Add retries to handle intermittent network issues

Change-Id: I1fbdbd27b9b480dfafed87b12cdad23e4f3626f6
Issue-ID: INT-586
Signed-off-by: Gary Wu <gary.i.wu@huawei.com>
diff --git a/deployment/heat/onap-oom/k8s_vm_entrypoint.sh b/deployment/heat/onap-oom/k8s_vm_entrypoint.sh
index 54a6741..52f1204 100644
--- a/deployment/heat/onap-oom/k8s_vm_entrypoint.sh
+++ b/deployment/heat/onap-oom/k8s_vm_entrypoint.sh
@@ -32,29 +32,34 @@
 Acquire::https::Proxy "DIRECT";
 EOF
 fi
-apt-get -y update
 
 mkdir -p /dockerdata-nfs
 echo "__rancher_private_ip_addr__:/dockerdata-nfs /dockerdata-nfs nfs auto,nofail,noatime,nolock,intr,tcp,actimeo=1800 0 0" | tee -a /etc/fstab
 
-apt-get -y install linux-image-extra-$(uname -r) jq nfs-common
-
-cd ~
-
-# install docker 17.03
-curl -s https://releases.rancher.com/install-docker/__docker_version__.sh | sh
-usermod -aG docker ubuntu
-
 # Fix virtual memory allocation for onap-log:elasticsearch:
 echo "vm.max_map_count=262144" >> /etc/sysctl.conf
 sysctl -p
 
-sleep 100
+
+while ! hash jq &> /dev/null; do
+    apt-get -y update
+    apt-get -y install linux-image-extra-$(uname -r) jq nfs-common
+    sleep 10
+done
+
+# install docker 17.03
+while ! hash docker &> /dev/null; do
+    curl -s https://releases.rancher.com/install-docker/__docker_version__.sh | sh
+    usermod -aG docker ubuntu
+    sleep 10
+done
 
 while [ ! -e /dockerdata-nfs/rancher_agent_cmd.sh ]; do
     mount /dockerdata-nfs
-    sleep 5
+    sleep 10
 done
+
+cd ~
 cp /dockerdata-nfs/rancher_agent_cmd.sh .

INFORMATION GIVEN:
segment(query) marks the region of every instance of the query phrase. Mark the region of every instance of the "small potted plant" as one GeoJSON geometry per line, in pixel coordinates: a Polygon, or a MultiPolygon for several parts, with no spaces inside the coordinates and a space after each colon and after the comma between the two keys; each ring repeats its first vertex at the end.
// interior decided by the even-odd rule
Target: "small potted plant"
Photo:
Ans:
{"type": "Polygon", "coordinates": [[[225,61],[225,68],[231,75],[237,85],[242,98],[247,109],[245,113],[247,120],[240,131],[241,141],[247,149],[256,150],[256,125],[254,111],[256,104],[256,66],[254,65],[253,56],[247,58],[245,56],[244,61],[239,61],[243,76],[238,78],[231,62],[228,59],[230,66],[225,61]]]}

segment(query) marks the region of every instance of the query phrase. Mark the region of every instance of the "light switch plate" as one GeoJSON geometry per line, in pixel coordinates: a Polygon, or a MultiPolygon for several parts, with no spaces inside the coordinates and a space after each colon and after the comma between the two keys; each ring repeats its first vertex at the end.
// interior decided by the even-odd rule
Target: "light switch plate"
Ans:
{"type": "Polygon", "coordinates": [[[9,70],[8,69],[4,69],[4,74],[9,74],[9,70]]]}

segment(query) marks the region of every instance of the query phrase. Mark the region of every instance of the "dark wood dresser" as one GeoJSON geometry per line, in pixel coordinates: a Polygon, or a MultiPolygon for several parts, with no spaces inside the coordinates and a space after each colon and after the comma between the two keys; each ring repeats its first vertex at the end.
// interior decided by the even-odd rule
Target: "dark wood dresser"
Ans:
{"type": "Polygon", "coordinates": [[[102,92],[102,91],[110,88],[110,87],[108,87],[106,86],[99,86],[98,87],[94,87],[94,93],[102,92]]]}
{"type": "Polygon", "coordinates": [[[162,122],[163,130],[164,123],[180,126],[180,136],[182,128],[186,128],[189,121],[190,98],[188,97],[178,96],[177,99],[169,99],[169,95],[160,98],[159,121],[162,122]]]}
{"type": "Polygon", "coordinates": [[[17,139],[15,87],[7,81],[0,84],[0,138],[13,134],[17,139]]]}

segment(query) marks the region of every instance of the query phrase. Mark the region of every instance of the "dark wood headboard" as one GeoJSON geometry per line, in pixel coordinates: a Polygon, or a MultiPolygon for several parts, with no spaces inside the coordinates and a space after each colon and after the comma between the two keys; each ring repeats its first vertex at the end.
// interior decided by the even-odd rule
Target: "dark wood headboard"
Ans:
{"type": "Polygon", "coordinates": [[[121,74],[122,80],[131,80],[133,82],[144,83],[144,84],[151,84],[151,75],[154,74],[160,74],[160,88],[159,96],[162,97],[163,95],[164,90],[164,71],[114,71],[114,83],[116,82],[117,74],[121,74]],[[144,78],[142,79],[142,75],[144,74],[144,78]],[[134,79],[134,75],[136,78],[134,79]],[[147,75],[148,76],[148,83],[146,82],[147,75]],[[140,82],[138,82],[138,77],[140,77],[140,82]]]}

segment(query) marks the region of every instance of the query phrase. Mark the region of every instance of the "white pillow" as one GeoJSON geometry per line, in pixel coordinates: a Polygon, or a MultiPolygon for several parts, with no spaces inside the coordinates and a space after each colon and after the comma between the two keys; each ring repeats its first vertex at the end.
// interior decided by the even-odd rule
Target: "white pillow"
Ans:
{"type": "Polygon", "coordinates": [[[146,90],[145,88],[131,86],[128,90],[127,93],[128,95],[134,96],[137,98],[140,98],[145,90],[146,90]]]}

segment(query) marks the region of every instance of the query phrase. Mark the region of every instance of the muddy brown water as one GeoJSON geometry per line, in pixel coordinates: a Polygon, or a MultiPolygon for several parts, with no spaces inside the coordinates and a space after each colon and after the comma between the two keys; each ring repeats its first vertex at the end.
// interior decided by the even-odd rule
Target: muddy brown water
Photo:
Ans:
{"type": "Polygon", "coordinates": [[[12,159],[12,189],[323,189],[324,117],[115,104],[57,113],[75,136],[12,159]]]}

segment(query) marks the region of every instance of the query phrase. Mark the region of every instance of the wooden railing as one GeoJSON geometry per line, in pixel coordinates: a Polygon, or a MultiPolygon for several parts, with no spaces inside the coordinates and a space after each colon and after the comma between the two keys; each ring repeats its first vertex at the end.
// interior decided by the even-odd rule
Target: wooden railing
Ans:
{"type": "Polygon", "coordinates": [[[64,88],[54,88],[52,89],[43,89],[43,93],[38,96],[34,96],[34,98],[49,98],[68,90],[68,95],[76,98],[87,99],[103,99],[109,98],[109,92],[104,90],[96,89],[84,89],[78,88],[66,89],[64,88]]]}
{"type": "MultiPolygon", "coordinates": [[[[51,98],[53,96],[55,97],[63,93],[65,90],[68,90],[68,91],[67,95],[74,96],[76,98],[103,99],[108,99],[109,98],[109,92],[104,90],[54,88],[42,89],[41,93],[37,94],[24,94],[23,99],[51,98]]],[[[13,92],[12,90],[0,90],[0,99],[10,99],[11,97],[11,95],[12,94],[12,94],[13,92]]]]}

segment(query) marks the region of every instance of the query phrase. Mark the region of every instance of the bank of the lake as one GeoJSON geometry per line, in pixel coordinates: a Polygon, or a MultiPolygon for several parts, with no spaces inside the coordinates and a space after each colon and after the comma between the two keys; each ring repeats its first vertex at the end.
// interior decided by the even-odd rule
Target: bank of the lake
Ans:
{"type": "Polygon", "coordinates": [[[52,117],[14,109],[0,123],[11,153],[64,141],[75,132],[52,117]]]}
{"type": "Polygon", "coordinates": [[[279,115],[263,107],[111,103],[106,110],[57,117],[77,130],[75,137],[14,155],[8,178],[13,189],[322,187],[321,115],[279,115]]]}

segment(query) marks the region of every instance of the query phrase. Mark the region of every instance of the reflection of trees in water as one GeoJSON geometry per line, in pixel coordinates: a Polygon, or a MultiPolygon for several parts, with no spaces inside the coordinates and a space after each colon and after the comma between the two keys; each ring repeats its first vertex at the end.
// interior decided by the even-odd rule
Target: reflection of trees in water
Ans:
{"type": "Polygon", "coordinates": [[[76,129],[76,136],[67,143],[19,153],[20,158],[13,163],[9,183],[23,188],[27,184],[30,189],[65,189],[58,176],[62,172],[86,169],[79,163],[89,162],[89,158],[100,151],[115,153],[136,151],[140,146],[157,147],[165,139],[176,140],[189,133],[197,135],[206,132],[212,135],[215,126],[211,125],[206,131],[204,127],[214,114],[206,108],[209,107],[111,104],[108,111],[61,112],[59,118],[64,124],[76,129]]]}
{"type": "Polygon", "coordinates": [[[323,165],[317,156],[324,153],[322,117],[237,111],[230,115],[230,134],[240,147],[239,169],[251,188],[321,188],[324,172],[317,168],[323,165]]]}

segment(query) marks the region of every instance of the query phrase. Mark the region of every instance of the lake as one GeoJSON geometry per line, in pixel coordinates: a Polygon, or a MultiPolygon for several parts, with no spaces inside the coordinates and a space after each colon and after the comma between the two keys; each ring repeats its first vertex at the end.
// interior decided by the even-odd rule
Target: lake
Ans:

EXERCISE INSTRUCTIONS:
(a) In the commit diff, what value does the script set for vm.max_map_count?
(b) Repeat, word for word, the part of the commit diff that begins at the words "while [ ! -e" and ends after "cp /dockerdata-nfs/rancher_agent_cmd.sh .".

RESPONSES BY TASK:
(a) 262144

(b)
while [ ! -e /dockerdata-nfs/rancher_agent_cmd.sh ]; do
     mount /dockerdata-nfs
-    sleep 5
+    sleep 10
 done
+
+cd ~
 cp /dockerdata-nfs/rancher_agent_cmd.sh .